> _Source text_:
>>>>

That is why I deliberately chose to have both options for our second reading proclaimed by our lector today. The first option for second reading, taken from St Paul’s letter to the Colossians affirms what I have been saying, that, through our baptism, we “have died, and now our real life, our supernatural life, is hidden with Christ in God, to be revealed in Christ at the end of time.” But already, through our baptism, we are headed to heavenly glory, so, as St Paul says, that should be our focus, not anything in this life, which is destined to pass away. Something real and different happened to us when we were baptized, we have been saved, in that our sins are washed away, we are made sons and daughters of God, and share in the very nature of God, and made fit for heaven.
But our second option for the second reading, from St Paul’s first letter to the Corinthians, warns us that this is merely the first step towards salvation. We have to keep “working out our own salvation with fear and trembling” (Philippians 2:12), seeking to keep the virus of sin out of our souls, as I was saying in my homily on Good Friday. In that second reading from Corinthians, Paul refers to sin as leaven, as yeast, and says that when we were baptized that old yeast of malice and evil was removed from us, so we must now live out our lives with the unleavened bread of sincerity and truth.
Evangelical Protestants are fond of asking “Are you saved?”
The correct biblical and theological answer to that question is in three parts: (1) yes, I have been saved- it is a concrete historical fact that, by his death and resurrection, Christ has won for us the gift of everlasting life and I enter into that gift by being baptized; (2) I am being saved, in that I have to continue to live out my baptismal vows to God in sincerity and truth – I can never rest on my laurels at any point in my earthly life, thinking I have already made it (St Paul to the Philippians: “Not that I have already obtained resurrection from the dead or have already reached the goal, but I press on to make it my own, because Christ Jesus made me his own” (Phil 3:12). And finally not only have I been saved, and am being saved, but (3) I hope to be saved. As St Paul says in his letter to the Romans (8:24) “in hope we were saved”. And this hope is not a vague, fingers-tightly-crossed hope, but a firm assurance, based on Christ’s promises to me at my baptism, and the fact that Christ has given a guarantee of salvation at my baptism, through his gift of the Holy Spirit, the down-payment on my heavenly inheritance (Ephesians 1: 14).

<<<<

> _Prompt 1_:
Return the part of the homily that opens with the words containing "But our second" and closes with "sincerity and truth.".
> _Prompt 2_:
In the homily, what does Paul refer to sin as in the second reading from Corinthians?

Natural-language object grounding data
>>>>

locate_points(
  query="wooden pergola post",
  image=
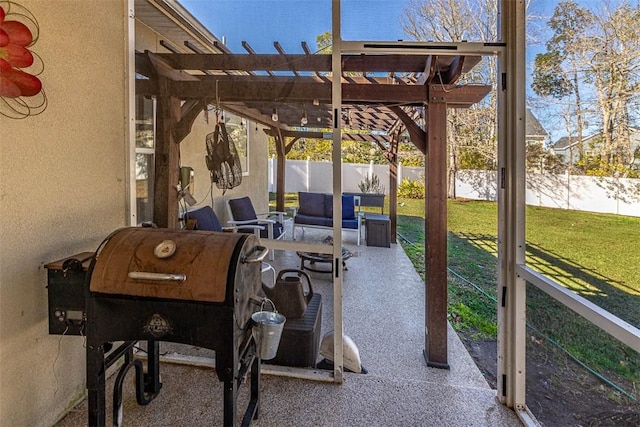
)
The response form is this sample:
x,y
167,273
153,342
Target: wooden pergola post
x,y
436,234
280,168
392,157
167,159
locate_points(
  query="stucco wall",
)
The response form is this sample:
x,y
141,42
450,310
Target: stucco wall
x,y
62,190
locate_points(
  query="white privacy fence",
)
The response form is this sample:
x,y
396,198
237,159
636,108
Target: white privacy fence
x,y
585,193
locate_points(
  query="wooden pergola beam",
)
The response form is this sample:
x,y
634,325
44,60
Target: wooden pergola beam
x,y
304,62
272,92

<<<<

> _Problem solution 1_:
But our second option for the second reading, from St Paul’s first letter to the Corinthians, warns us that this is merely the first step towards salvation. We have to keep “working out our own salvation with fear and trembling” (Philippians 2:12), seeking to keep the virus of sin out of our souls, as I was saying in my homily on Good Friday. In that second reading from Corinthians, Paul refers to sin as leaven, as yeast, and says that when we were baptized that old yeast of malice and evil was removed from us, so we must now live out our lives with the unleavened bread of sincerity and truth.

> _Problem solution 2_:
Leaven, or yeast.